Staging on Mark Evancho's austere set of wooden benches and rehearsal blocks, director Jim Petosa occasionally achieves moments that are both beautiful and terrible in their theatricality, as when the ensemble spontaneously combusts into a pyre for books to the sound of Pilgrim's Chorus from Tannhäuser (well-curated, muscular sound design from Seth Clayton). Mostly, the actors stand around aimlessly as one scene bleeds into the next. Moments of levity (like a high-kicking Hitler) land with a thud, leaving us to feel as though we're witnessing bargain-brand Brecht.

Kaye's detached, somewhat tongue-in-cheek portrayal of Halder keeps us at arm's length, preventing us from ever really empathizing with this middle-class academic-turned-fascist. The result is a presentation of Nazis that is just as alien and sinister as any Spielberg film.

Jonathan Tindle, Steven Medina, Alex Draper, and Alexander Burnett star in Howard Barker's No End of Blame, directed by Richard Romagnoli, for Potomoac Theatre Project at Atlantic Stage 2.
Jonathan Tindle, Steven Medina, Alex Draper, and Alexander Burnett star in Howard Barker's No End of Blame, directed by Richard Romagnoli, for Potomoac Theatre Project at Atlantic Stage 2.
(© Stan Barouh)

Barker's No End of Blame is unquestionably the more impactful of the two plays. It charts the life of Hungarian political cartoonist Bela Veracek (based loosely on real-life cartoonist Victor Weisz) in a meaningfully sympathetic way without succumbing to sentimentality. Over the course of half a century (from the end of World War I to the mid-'60s), Veracek (Alex Draper) wanders from the war-torn Carpathians to Budapest, Moscow, and eventually London in search of a place to freely create his bitingly critical drawings. He never finds it.

* [Study questions]
**a)** Which places does the theater review say Veracek wanders through in search of somewhere to freely create his drawings?
**b)** Can you copy the theater review word for word, starting at "Barker's No End of Blame is" and ending at "never finds it."?

* [Record extracts]
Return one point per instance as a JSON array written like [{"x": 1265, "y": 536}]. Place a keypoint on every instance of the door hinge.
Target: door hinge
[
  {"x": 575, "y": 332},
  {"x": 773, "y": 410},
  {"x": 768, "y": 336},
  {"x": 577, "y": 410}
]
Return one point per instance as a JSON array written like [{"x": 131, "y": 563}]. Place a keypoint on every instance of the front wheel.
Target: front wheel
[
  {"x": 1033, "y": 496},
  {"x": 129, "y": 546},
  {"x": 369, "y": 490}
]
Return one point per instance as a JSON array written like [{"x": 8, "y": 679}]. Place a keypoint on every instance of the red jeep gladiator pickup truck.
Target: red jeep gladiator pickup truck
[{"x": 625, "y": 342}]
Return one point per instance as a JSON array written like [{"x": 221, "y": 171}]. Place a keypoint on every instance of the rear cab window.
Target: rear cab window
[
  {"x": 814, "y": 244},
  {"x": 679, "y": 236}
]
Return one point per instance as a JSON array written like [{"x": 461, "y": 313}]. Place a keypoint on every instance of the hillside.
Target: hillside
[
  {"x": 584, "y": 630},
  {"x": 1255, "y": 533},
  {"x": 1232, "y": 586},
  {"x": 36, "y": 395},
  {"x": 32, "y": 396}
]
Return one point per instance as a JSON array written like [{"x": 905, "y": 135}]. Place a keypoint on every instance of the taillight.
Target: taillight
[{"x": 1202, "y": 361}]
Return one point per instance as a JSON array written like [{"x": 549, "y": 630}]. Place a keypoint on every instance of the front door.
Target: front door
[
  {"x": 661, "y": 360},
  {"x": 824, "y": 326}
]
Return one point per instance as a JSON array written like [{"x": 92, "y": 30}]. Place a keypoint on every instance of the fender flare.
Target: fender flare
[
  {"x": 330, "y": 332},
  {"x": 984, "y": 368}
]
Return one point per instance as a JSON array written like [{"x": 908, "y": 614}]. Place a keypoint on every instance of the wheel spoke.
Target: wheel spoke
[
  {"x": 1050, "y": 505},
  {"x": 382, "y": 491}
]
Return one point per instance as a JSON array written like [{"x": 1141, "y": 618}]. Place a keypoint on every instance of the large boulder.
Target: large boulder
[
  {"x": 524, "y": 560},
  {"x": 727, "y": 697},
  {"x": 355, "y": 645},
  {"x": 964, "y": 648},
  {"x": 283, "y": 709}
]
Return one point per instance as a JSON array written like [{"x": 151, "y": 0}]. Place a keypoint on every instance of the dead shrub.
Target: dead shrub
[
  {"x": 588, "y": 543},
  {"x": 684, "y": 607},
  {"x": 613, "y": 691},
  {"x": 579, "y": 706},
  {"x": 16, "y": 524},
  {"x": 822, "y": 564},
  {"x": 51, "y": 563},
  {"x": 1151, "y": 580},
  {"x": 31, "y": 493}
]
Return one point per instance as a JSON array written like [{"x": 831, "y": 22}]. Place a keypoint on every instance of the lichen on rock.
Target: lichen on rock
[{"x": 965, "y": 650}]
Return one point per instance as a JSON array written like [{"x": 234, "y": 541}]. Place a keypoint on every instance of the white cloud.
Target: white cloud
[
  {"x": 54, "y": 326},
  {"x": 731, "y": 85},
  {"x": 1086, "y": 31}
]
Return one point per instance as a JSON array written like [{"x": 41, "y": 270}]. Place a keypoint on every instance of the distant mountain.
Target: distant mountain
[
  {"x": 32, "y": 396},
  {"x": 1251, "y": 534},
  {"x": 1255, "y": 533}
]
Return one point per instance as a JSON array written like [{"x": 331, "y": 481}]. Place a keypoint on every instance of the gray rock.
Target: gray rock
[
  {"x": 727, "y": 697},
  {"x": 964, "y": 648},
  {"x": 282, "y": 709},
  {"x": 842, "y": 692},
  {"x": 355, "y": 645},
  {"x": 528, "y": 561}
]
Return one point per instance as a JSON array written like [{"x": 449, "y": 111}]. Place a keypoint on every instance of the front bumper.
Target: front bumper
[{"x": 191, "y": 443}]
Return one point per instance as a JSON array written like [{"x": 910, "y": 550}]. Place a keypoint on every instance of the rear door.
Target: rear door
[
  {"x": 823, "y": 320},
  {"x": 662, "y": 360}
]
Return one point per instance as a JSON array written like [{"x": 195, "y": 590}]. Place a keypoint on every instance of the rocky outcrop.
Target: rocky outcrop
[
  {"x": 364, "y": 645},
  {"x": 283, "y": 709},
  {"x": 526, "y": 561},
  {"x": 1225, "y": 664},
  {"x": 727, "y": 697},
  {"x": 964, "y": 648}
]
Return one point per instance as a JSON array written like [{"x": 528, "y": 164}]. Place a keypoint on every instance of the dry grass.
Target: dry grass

* [Replies]
**a)**
- the Carpathians
- Budapest
- Moscow
- London

**b)**
Barker's No End of Blame is unquestionably the more impactful of the two plays. It charts the life of Hungarian political cartoonist Bela Veracek (based loosely on real-life cartoonist Victor Weisz) in a meaningfully sympathetic way without succumbing to sentimentality. Over the course of half a century (from the end of World War I to the mid-'60s), Veracek (Alex Draper) wanders from the war-torn Carpathians to Budapest, Moscow, and eventually London in search of a place to freely create his bitingly critical drawings. He never finds it.